[Phrase grounding data]
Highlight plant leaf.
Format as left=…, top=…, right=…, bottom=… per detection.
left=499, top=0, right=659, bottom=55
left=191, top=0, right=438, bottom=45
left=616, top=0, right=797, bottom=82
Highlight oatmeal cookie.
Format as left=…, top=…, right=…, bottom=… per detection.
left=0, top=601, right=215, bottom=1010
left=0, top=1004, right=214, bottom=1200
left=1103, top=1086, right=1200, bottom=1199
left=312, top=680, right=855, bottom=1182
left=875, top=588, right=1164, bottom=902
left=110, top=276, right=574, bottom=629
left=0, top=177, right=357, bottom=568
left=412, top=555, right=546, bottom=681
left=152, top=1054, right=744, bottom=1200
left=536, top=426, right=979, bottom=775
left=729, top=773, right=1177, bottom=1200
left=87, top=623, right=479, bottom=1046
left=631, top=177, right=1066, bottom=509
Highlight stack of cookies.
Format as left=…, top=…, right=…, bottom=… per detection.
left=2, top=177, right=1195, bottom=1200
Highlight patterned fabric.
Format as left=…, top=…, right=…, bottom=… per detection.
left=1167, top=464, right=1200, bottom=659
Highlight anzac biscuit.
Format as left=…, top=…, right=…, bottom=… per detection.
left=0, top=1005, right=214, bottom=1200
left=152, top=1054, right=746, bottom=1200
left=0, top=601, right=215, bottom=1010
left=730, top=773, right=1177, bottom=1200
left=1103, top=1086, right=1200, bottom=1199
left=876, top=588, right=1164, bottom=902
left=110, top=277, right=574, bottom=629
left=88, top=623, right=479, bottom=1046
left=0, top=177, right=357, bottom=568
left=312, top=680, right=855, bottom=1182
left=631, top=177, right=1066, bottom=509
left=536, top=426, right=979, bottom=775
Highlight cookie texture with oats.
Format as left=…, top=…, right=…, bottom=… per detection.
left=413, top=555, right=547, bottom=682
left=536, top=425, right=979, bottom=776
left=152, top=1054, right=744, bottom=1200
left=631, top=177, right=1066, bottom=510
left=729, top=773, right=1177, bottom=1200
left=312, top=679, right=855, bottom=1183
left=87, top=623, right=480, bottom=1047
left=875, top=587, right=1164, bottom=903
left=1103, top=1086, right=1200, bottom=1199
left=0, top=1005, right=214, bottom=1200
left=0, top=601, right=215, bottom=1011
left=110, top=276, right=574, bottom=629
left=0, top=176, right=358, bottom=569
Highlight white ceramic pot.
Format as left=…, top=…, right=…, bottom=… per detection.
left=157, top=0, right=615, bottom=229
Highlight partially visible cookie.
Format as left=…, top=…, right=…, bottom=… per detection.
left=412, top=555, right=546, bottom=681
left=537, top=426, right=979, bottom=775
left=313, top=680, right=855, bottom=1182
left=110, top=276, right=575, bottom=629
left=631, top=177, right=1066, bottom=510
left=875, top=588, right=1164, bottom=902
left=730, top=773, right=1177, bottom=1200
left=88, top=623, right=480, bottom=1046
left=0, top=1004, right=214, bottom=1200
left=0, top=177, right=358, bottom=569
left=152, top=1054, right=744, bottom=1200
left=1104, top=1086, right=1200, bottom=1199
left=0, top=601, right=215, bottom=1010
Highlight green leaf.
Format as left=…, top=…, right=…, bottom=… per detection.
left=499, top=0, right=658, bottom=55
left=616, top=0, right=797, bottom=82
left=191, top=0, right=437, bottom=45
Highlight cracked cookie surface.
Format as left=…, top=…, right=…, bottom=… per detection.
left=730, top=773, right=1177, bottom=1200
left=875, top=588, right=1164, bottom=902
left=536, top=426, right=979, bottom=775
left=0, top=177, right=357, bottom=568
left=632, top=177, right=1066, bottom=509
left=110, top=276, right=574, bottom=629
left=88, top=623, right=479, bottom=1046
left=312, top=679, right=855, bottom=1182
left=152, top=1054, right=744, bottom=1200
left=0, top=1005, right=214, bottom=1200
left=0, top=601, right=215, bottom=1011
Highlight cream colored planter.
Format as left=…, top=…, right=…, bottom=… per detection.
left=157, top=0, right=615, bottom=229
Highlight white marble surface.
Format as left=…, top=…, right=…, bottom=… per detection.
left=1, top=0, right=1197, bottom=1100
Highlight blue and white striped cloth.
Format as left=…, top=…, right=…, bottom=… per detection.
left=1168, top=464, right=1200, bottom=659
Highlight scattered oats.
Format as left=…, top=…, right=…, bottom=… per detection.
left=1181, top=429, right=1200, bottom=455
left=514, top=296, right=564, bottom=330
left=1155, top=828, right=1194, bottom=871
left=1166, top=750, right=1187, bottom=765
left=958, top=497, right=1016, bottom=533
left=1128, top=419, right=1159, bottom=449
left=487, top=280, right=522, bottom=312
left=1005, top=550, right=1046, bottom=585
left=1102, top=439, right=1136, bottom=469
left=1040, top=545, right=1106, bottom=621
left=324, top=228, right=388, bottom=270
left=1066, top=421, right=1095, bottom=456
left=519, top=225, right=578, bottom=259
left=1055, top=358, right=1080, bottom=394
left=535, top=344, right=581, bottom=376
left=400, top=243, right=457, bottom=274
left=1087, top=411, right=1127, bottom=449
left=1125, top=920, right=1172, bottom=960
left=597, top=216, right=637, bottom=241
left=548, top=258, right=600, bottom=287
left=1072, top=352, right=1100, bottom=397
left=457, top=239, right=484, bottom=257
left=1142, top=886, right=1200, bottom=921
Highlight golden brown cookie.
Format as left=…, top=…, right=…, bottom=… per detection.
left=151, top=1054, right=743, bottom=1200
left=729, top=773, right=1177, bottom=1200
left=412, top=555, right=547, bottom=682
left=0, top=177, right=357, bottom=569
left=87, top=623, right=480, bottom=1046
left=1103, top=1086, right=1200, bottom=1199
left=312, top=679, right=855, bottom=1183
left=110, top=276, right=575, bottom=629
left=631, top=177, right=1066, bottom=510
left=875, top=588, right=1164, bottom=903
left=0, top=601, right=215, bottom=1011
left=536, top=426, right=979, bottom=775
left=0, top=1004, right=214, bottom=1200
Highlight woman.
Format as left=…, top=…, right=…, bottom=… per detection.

• [Try it] Gather from the data above every line with the string "surface".

• [Result of the exercise]
Highlight cracked cookie surface.
Highlight white marble surface.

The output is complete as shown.